(Records from a dataset)
+---+

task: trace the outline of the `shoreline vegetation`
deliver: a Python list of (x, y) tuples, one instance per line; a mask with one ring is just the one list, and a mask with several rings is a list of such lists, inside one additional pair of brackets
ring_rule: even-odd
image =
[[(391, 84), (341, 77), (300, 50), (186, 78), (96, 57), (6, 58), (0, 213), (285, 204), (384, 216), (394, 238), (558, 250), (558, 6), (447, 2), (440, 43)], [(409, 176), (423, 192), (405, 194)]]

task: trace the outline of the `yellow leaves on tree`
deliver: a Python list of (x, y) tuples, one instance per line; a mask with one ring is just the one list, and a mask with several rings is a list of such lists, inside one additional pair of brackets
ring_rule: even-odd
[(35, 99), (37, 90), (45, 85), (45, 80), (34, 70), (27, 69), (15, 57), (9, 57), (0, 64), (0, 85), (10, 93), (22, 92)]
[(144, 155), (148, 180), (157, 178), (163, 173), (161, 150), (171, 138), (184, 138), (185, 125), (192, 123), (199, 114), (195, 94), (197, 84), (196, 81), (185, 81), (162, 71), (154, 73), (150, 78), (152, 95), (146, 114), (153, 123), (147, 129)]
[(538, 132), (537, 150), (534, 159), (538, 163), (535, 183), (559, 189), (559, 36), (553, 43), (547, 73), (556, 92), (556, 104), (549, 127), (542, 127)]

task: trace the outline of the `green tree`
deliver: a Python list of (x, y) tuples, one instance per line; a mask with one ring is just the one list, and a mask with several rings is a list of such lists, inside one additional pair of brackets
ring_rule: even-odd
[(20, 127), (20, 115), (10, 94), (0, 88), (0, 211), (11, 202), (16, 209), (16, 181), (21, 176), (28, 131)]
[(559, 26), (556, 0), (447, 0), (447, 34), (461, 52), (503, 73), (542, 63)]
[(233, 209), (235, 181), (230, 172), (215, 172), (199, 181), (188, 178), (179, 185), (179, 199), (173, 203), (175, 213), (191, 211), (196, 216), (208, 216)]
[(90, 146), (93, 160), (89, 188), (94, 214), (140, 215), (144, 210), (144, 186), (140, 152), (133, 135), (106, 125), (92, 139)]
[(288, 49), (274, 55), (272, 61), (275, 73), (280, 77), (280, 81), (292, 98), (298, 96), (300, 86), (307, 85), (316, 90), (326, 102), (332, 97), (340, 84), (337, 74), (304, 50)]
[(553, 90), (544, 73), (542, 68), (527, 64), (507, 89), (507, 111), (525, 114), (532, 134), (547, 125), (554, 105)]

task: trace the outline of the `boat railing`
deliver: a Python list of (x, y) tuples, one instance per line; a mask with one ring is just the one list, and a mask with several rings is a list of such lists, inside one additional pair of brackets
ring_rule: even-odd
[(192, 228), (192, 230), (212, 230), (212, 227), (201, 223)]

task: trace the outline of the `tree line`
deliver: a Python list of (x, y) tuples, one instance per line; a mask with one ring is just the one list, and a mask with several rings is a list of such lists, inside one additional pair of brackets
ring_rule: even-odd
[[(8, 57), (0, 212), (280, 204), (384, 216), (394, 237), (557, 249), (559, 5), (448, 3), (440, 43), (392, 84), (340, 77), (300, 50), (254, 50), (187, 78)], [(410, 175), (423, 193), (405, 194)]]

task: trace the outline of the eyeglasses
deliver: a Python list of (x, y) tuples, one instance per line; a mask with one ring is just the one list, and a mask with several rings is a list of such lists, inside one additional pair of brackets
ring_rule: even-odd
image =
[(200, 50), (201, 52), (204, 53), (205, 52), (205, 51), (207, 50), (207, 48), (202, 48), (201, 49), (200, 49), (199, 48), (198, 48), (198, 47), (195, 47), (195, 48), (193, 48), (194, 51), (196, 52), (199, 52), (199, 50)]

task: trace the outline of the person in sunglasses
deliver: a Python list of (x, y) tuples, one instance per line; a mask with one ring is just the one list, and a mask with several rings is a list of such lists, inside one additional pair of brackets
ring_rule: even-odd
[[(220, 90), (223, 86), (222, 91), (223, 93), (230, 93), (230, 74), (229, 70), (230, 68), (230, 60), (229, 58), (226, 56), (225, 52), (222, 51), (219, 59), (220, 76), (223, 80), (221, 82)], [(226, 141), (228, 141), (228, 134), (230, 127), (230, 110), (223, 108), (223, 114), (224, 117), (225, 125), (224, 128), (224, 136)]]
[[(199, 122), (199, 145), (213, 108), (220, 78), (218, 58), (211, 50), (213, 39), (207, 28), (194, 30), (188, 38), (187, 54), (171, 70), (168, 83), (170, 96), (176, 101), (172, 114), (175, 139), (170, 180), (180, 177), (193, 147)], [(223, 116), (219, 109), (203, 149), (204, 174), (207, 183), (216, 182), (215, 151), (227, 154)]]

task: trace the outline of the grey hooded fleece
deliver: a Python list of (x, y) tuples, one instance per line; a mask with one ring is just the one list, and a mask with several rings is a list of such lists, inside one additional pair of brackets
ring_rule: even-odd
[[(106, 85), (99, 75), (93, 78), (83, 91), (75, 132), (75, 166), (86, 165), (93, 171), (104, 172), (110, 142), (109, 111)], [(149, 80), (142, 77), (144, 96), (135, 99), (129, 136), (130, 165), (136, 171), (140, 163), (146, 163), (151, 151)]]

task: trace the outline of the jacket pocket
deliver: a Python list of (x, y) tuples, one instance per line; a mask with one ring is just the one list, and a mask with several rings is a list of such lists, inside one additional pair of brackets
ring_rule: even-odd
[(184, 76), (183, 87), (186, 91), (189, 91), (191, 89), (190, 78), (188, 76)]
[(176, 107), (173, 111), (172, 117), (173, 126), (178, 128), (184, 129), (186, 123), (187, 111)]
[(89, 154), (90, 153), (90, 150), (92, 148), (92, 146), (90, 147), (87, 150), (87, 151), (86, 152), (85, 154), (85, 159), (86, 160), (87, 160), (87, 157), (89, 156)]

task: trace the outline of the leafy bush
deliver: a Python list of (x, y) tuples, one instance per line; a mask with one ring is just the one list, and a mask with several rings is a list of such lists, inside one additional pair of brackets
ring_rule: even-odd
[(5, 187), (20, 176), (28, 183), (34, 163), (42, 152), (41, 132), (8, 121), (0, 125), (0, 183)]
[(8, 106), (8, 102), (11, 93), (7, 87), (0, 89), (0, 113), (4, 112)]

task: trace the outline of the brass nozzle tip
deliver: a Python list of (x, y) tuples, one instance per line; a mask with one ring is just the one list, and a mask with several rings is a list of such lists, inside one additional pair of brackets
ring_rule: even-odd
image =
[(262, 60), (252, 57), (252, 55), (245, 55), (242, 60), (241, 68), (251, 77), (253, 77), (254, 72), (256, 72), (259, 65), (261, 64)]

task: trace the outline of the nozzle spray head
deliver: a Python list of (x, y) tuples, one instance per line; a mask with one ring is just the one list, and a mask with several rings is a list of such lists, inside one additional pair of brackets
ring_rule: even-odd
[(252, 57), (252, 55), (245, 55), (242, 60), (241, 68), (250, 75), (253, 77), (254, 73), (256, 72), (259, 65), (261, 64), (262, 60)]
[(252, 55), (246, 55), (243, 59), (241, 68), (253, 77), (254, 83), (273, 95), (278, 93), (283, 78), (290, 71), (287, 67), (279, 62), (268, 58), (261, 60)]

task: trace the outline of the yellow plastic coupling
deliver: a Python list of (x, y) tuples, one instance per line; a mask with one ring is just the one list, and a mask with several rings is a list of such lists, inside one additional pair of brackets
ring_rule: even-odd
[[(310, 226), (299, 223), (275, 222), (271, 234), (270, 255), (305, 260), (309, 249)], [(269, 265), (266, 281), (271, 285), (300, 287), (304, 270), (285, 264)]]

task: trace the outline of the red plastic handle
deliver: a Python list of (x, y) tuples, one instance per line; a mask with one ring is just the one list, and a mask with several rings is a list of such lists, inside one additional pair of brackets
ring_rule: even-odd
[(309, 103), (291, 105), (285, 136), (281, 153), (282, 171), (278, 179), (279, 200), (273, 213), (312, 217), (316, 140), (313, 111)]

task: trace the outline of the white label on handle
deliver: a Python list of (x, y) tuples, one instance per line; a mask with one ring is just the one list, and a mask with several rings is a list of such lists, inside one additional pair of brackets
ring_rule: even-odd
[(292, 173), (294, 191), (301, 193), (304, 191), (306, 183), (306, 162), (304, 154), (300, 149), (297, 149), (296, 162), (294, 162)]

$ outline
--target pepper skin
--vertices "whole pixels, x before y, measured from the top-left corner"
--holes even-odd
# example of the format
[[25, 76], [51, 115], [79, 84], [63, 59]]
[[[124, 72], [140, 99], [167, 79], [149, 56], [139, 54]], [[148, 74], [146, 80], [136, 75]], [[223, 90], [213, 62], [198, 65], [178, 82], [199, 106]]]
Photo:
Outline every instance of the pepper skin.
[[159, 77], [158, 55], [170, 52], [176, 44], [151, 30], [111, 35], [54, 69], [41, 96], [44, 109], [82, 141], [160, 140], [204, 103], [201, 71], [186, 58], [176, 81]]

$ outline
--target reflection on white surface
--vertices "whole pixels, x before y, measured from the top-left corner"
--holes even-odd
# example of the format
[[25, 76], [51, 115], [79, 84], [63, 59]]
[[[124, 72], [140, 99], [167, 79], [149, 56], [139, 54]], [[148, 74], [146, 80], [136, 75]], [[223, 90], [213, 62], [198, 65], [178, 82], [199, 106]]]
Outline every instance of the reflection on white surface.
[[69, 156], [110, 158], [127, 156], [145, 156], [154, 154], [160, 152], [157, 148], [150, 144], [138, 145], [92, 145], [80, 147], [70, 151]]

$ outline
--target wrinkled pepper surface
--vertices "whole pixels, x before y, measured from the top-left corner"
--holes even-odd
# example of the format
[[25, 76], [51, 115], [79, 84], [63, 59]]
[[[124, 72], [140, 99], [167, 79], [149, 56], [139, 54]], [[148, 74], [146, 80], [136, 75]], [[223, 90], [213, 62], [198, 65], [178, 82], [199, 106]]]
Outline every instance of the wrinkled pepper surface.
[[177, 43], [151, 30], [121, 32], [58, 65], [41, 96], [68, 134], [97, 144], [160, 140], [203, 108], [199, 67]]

+---+

• **Stated task**
Can you copy out the lines above, from the line with "task: trace the outline of the eyeglasses" to the line with "151), (227, 154)]]", both included, and write them the same way they appear?

• **Worked solution**
task: trace the outline of the eyeglasses
deliver: a Python list of (x, y) tuples, one instance per line; a mask with one ring is just the one list, and a mask with several rings is a list of such lists, inside one additional pair of brackets
ring_rule: even-odd
image =
[(200, 50), (201, 52), (204, 53), (205, 52), (205, 51), (207, 50), (207, 48), (202, 48), (201, 49), (200, 49), (199, 48), (198, 48), (198, 47), (195, 47), (195, 48), (193, 48), (194, 51), (196, 52), (199, 52), (199, 50)]

task: trace the outline of the person in sunglasses
deliver: a Python list of (x, y) tuples, one instance per line; a mask with one ring is just the one list, and a mask with several rings is a list of such lists, inside one additional pair of brackets
ring_rule: even-odd
[[(220, 90), (223, 86), (222, 91), (223, 93), (230, 93), (230, 74), (229, 70), (230, 68), (230, 60), (229, 58), (226, 56), (225, 52), (222, 51), (219, 59), (220, 76), (223, 80), (221, 82)], [(226, 141), (228, 141), (228, 134), (230, 127), (230, 110), (223, 108), (223, 114), (224, 117), (225, 125), (224, 128), (224, 136)]]
[[(199, 122), (199, 145), (213, 108), (220, 78), (218, 58), (211, 50), (213, 39), (207, 28), (194, 30), (188, 38), (187, 54), (171, 70), (168, 83), (170, 96), (176, 101), (172, 114), (175, 139), (170, 180), (180, 177), (193, 147)], [(223, 116), (219, 109), (203, 149), (204, 174), (207, 183), (216, 182), (215, 151), (227, 154)]]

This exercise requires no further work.